» **Directions for this task**
Return the records below word for word.

» **Data to use**
=======

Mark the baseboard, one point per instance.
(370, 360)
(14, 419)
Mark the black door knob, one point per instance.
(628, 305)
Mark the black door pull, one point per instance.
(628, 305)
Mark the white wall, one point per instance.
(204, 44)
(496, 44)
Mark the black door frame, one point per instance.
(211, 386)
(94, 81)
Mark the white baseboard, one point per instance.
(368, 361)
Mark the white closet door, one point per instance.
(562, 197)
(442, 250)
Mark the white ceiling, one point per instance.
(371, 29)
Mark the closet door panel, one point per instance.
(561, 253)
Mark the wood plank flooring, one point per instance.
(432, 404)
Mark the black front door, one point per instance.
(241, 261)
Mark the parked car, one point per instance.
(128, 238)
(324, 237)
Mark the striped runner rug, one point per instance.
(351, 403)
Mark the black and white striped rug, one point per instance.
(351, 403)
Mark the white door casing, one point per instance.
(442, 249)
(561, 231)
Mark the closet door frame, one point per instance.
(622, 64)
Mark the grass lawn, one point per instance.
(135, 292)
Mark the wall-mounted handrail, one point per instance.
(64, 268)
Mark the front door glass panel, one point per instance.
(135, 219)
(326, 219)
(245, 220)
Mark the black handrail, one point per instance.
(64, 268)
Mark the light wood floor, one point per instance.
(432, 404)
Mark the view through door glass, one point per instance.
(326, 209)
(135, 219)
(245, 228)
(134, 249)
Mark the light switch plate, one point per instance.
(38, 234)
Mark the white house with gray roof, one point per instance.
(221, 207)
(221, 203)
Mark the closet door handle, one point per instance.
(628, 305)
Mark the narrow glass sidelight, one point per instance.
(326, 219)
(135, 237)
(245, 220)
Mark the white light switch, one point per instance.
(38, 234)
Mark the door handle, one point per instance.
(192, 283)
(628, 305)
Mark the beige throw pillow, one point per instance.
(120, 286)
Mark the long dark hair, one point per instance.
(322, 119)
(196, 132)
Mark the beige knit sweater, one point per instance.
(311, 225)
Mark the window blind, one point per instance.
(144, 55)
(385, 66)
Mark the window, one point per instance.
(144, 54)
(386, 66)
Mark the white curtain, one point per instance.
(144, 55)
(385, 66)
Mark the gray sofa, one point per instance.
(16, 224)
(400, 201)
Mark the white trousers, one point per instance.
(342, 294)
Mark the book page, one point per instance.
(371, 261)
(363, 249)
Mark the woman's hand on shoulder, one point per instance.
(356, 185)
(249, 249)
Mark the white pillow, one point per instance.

=======

» **Finished exercise**
Mark the baseboard, one point per instance.
(370, 360)
(14, 419)
Mark the black door knob, one point per instance.
(628, 305)
Mark the black door pull, one point per instance.
(628, 305)
Mark the white wall, one point per instance.
(204, 44)
(496, 44)
Mark the black door frame, one point per instance.
(211, 386)
(94, 81)
Mark the white baseboard, one point per instance.
(368, 361)
Mark the white closet door, one point per instance.
(562, 197)
(442, 250)
Mark the white ceiling, one point per instance.
(371, 29)
Mark the closet door panel, one point per instance.
(561, 253)
Mark the wood plank flooring, one point per instance.
(432, 404)
Mark the black front door, one point per instance.
(241, 261)
Mark the parked car, one point per instance.
(128, 238)
(324, 237)
Mark the striped runner rug, one point per instance.
(351, 403)
Mark the black and white striped rug, one point per instance.
(351, 403)
Mark the white door casing, one point per instance.
(442, 249)
(561, 231)
Mark the closet door frame, one point per instance.
(622, 64)
Mark the grass lawn, one point per instance.
(135, 292)
Mark the wall-mounted handrail, one point per instance.
(64, 268)
Mark the front door glass panel, one point per instance.
(135, 219)
(326, 219)
(245, 220)
Mark the black handrail, one point per instance.
(64, 268)
Mark the light wood floor, one point per instance.
(432, 404)
Mark the view through door glass, one point per instance.
(326, 209)
(135, 219)
(245, 228)
(134, 249)
Mark the light switch plate, one point per instance.
(38, 234)
Mark the white house with gray roof, one point per instance.
(221, 207)
(221, 203)
Mark the closet door handle, one point per instance.
(628, 305)
Mark the narrow glass sidelight, one point per instance.
(326, 219)
(135, 237)
(245, 220)
Mark the white light switch, one point per instance.
(38, 234)
Mark the door handle, one point per instance.
(192, 283)
(628, 305)
Mark the beige throw pillow, one point per instance.
(120, 286)
Mark the long dark hair, one point per instance.
(322, 119)
(196, 132)
Mark the beige knit sweater, one point per instance.
(311, 225)
Mark the window blind, one point per instance.
(144, 55)
(385, 66)
Mark the window, one point per instance.
(144, 54)
(386, 66)
Mark the white curtain, one point per instance.
(144, 55)
(385, 66)
Mark the gray sofa, one point per instance.
(16, 224)
(400, 201)
Mark the white trousers, one point per instance.
(342, 294)
Mark the book page, one point per instance.
(371, 261)
(363, 249)
Mark the woman's hand on shoulder, one point per instance.
(356, 185)
(249, 249)
Mark the white pillow, one point per instance.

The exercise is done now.